▸ PEDIDO 1
Informe quantas linhas das entradas contêm a palavra "Target". Responda só com o número.

· · · · · · ·

Já disse que a obra de Engels, A Origem da Família, da Propriedade Privada e do Estado, poderia servir de ajuda. Aí se diz precisamente que qualquer Estado em que exista a propriedade privada sobre a terra e os meios de produção e em que domine o capital, por mais democrático que seja, é um Estado capitalista, é uma máquina nas mãos dos capitalistas para manter submetidos a classe operária e o campesinato pobre. E o sufrágio universal, a Assembléia Constituinte, o parlamento, são apenas a forma, uma espécie de letra de câmbio, que em nada altera o fundo da questão.



A forma de dominação do Estado pode ser variada: o capital manifesta a sua força de uma maneira, onde existe uma forma, e de outra, onde existe outra forma, mas, na essência o poder continua nas mãos do capital, quer exista o sufrágio censitário ou outro, quer exista uma república democrática, e mesmo quanto mais democrática ela for tanto mais grosseira e cínica é essa dominação do capitalismo. Uma das repúblicas mais democráticas do mundo são os Estados Unidos da América e em nenhum outro país (...), em parte nenhuma o poder do capital, o poder de um punhado de multimilionários sobre toda a sociedade se manifesta de forma tão grosseira, com tão aberta corrupção como na América. O capital, uma vez que existe, domina toda a sociedade, e nenhuma república democrática, nenhum direito eleitoral, modifica a essência do problema.

· · · · · · ·

▸ PEDIDO 2
De acordo com o trecho sobre o Estado, que país é citado como uma das repúblicas mais democráticas do mundo?

· · · · · · ·

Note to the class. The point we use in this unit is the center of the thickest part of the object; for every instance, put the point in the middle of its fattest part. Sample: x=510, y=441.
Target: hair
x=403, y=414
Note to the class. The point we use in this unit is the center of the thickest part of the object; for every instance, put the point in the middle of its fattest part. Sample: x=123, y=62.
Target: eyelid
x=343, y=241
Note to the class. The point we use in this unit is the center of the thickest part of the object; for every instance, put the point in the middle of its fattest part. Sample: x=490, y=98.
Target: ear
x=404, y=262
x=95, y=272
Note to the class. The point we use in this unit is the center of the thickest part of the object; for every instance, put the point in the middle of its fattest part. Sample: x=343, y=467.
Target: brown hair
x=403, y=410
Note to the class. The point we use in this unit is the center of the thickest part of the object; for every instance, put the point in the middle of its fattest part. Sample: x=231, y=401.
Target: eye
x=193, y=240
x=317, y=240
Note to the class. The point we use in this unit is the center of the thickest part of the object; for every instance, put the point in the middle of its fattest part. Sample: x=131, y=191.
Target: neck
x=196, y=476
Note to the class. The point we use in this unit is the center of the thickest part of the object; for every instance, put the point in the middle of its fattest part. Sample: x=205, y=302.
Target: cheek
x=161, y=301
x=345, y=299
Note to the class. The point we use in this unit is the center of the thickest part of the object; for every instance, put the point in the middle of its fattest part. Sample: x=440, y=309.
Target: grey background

· · · · · · ·

▸ RESPOSTA ESCRITA 1
8

▸ RESPOSTA ESCRITA 2
Os Estados Unidos da América.